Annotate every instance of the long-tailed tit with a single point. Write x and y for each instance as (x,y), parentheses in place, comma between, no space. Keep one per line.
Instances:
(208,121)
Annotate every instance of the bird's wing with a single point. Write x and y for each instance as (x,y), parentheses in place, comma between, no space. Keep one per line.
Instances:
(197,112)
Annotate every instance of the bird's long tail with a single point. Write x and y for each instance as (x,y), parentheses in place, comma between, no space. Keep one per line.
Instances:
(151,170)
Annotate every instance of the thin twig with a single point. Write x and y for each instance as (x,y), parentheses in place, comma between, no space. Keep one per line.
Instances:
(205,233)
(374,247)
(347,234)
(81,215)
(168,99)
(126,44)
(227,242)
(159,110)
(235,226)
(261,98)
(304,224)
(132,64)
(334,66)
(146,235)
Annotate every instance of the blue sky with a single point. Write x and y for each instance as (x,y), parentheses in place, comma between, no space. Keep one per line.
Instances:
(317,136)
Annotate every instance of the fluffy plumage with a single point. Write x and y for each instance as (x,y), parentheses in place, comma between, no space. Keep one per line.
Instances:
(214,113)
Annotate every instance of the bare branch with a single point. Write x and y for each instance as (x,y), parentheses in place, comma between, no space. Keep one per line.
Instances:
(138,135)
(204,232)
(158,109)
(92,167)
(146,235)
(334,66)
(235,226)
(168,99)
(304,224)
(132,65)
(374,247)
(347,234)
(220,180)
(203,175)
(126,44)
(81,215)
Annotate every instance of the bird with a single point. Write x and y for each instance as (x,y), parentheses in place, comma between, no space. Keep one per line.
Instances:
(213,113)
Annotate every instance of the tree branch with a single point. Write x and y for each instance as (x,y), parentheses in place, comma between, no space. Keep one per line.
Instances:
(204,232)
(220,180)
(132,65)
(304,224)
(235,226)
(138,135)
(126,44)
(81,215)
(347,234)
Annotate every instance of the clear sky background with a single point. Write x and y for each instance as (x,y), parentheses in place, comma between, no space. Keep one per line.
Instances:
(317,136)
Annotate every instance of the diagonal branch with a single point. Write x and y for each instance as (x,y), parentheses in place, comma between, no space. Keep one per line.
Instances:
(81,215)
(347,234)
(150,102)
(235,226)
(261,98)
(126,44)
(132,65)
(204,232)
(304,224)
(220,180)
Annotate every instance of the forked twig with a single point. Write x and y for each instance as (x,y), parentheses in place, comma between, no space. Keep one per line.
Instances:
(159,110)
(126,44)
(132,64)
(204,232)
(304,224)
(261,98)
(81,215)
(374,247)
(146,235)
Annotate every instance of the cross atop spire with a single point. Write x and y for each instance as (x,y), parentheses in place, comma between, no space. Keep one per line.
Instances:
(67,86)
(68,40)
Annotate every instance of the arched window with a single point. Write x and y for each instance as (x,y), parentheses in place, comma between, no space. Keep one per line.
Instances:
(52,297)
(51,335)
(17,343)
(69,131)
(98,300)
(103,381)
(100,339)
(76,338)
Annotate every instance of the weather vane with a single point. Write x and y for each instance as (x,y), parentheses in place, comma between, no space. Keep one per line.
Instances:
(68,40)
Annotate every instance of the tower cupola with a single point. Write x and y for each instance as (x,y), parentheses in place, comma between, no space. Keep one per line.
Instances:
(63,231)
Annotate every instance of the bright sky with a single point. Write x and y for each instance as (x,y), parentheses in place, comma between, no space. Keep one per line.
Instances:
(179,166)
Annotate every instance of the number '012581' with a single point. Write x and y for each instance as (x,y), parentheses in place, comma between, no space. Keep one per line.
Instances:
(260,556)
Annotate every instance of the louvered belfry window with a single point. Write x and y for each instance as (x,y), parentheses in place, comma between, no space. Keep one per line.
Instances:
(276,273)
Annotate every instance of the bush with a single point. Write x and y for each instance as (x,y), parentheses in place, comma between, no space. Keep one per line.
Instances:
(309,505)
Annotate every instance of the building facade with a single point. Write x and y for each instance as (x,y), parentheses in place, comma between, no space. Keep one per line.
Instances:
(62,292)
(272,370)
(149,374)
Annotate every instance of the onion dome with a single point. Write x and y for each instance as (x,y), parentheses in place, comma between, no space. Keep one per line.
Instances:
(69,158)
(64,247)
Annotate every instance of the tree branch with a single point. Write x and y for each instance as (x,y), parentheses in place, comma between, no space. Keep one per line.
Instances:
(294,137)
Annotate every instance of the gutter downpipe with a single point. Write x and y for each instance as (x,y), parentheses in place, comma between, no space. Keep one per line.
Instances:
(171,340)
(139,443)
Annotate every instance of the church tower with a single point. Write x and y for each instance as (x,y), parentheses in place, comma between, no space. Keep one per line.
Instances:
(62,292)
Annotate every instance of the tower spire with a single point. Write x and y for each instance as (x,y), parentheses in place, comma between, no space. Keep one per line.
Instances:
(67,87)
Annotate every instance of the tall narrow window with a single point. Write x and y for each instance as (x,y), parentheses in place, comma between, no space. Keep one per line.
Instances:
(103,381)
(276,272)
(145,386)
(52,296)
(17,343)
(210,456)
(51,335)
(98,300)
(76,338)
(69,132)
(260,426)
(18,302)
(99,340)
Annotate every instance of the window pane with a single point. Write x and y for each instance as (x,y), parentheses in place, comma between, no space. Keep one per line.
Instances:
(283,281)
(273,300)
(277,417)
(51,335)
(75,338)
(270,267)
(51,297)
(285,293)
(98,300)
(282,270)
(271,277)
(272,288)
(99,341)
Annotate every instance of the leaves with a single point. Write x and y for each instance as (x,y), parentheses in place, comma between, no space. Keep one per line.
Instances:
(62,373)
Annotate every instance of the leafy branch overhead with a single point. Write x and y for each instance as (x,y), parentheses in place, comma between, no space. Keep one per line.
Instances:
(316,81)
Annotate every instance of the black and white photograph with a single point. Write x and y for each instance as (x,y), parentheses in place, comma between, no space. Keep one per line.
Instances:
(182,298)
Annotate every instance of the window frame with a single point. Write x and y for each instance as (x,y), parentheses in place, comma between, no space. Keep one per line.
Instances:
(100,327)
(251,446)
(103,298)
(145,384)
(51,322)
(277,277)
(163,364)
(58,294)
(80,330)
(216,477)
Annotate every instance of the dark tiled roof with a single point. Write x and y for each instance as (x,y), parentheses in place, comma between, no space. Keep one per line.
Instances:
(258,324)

******

Exercise details:
Copy out all of the records above with nothing altered.

Worked solution:
Annotate every instance of the long-tailed tit with a single point. Write x and y for each instance as (x,y), parentheses in place, comma between, no space. Keep one per line.
Instances:
(208,121)
Annotate every instance of the bird's wing with a single point. Write x and y for each instance as (x,y), parentheses in place, comma between, no space. Keep one per line.
Instances:
(197,112)
Annotate every instance of the bird's long tail with a single point. Write x and y for each instance as (x,y), parentheses in place, comma between, no space. Keep one per line.
Instances:
(151,170)
Annotate every instance of the thin twig with a single point. Write x and y for each instance as (x,y), parentheses in place, comma between, no space. Keep one per line.
Instances:
(205,233)
(374,247)
(347,234)
(81,215)
(168,99)
(126,44)
(227,242)
(159,110)
(235,226)
(261,98)
(304,224)
(132,64)
(334,66)
(146,235)
Annotate every instance of the blue sky with a single point. Write x and y for each instance as (x,y), parentheses in place, comma between, no space. Keep one per line.
Instances:
(317,136)
Annotate every instance of the fluffy plumage with a single point. Write x and y for each instance as (x,y), parentheses in place, comma between, no space. Keep one per line.
Instances:
(214,113)
Annotate every instance of the bare branch with a single point. Write x and y for each instance as (x,y), parentheses in place, comma between, no space. Keep one per line.
Instances:
(138,135)
(204,232)
(158,109)
(92,167)
(146,235)
(334,66)
(235,226)
(168,99)
(304,224)
(132,65)
(374,247)
(347,234)
(220,180)
(203,175)
(126,44)
(81,215)
Annotate every instance of the bird with a single point. Write x and y for each instance as (x,y), parentheses in place, comma between, no space. Keep one per line.
Instances:
(213,113)
Annotate every instance of the tree branch with a single point. Write x and y for each instance as (x,y), parentheses in place, comma between, no space. Keep one per line.
Instances:
(204,232)
(220,180)
(132,65)
(304,224)
(235,226)
(138,135)
(126,44)
(81,215)
(347,234)
Annotate every instance of the clear sky background with a single point. Write x and y for each instance as (x,y), parentheses in place, comma between, no space. Keep one per line.
Instances:
(317,136)
Annotate every instance of the diagonal branch with a single point. Write x and y for each instance as (x,y), parentheses in place, comma between, no space. Keep one per line.
Instances:
(81,215)
(347,234)
(150,102)
(235,226)
(261,98)
(126,44)
(132,65)
(204,232)
(304,224)
(220,180)
Annotate every instance of the forked twig with a single point. Write x and y for each instance as (x,y), parentheses in place, comma between, no space. Keep one per line.
Instances:
(159,110)
(126,44)
(132,64)
(204,232)
(304,224)
(261,98)
(81,215)
(374,247)
(146,235)
Annotate every instance of the cross atop spire with a single point. Write x and y for each instance as (x,y), parentheses in place, comma between, no space. Keep one per line.
Instances:
(67,86)
(68,40)
Annotate every instance of the arched window with a single point. Write x and y for each instance as (x,y), parentheses in place, comma between, no space. Keep one per line.
Instances:
(52,297)
(51,335)
(17,343)
(69,131)
(98,300)
(103,381)
(100,339)
(76,338)
Annotate every instance of the weather vane with a single point. Write x and y for each instance as (x,y), parentheses in place, comma between, no space. Keep one per line.
Instances:
(68,40)
Annotate every instance of the tower cupola with a single point. Write x and y for each instance as (x,y), parentheses in place, comma between, no space. Keep one per line.
Instances:
(63,231)
Annotate every instance of the bright sky with a single point. Write x and y for each instance as (x,y), parentheses in place, comma between, no space. Keep one per line.
Instances:
(179,166)
Annotate every instance of the number '012581' with a single point. Write x and y for each instance as (x,y), parentheses in place, comma between, no space. Keep one per line.
Instances:
(260,556)
Annotate every instance of the louvered belfry window with a single point. Write x and y for each instance as (x,y), parentheses in place, comma between, no space. Keep one per line.
Instances:
(276,273)
Annotate every instance of the bush with a single point. Write x and y for each instance as (x,y), parentheses in place, comma between, no space. Keep one per line.
Instances:
(309,505)
Annotate every instance of the building facade with a single point. Write x and y for each instance as (x,y), parentheses in place, comma between, no space. Keep one per line.
Instances:
(62,292)
(272,370)
(149,374)
Annotate every instance of the onion dome with a single point. Write x and y for each instance as (x,y), parentheses in place, comma between, no space. Keep one per line.
Instances:
(69,158)
(64,247)
Annotate every instance of the tree branch with a single point. Write x and y for each instance as (x,y), parentheses in place, comma between, no space. Keep one per line.
Instances:
(294,137)
Annotate every instance of the gutter downpipe with a single point. Write x and y for each instance as (x,y), parentheses in place, comma between, no space. Keep one per line.
Instances:
(171,340)
(139,443)
Annotate every instance of the church tower with a single point. Write x and y for each instance as (x,y), parentheses in place, comma between, no space. Keep one per line.
Instances:
(62,292)
Annotate every instance of the tower spire with a single point. Write x and y for each instance as (x,y), parentheses in place, comma between, no space. Keep one per line.
Instances:
(67,87)
Annotate every instance of the tall narrow window with a single point. Write x and y for each instance as (x,y), parentheses in place, comma between, no space. Keep one per line.
Instances:
(103,381)
(276,272)
(145,386)
(52,296)
(17,343)
(210,456)
(51,335)
(98,300)
(76,338)
(69,132)
(260,426)
(18,302)
(99,340)
Annotate every instance of the window pane with a single point. Write x and y for each instance as (x,y), parentheses in place, comma between, no space. Keep one per line.
Instances:
(283,281)
(273,300)
(277,417)
(51,335)
(75,338)
(270,267)
(51,297)
(285,293)
(98,300)
(282,270)
(271,277)
(272,288)
(99,341)
Annotate every instance of the leaves with a single point. Write x and y for each instance as (x,y), parentheses in place, comma between, no space. Keep one per line.
Instances:
(62,373)
Annotate every instance of the leafy branch overhead with a single point. Write x and y for each instance as (x,y), parentheses in place, comma between, no space. Keep one per line.
Instances:
(316,81)
Annotate every instance of the black and white photograph with a single point. Write x and y for each instance as (x,y), parentheses in place, comma between, no space. Keep one per line.
Instances:
(182,298)
Annotate every instance of the window frame with a single point. Write x and y for each instance as (x,y), parentheses in place, comma between, no space. Keep one per line.
Instances:
(100,327)
(251,446)
(103,298)
(145,384)
(51,322)
(277,277)
(163,364)
(58,294)
(80,330)
(216,477)
Annotate every instance of the dark tiled roof with a single point. Write x and y for each instance as (x,y), parentheses in place, comma between, no space. Keep one per line.
Instances:
(258,324)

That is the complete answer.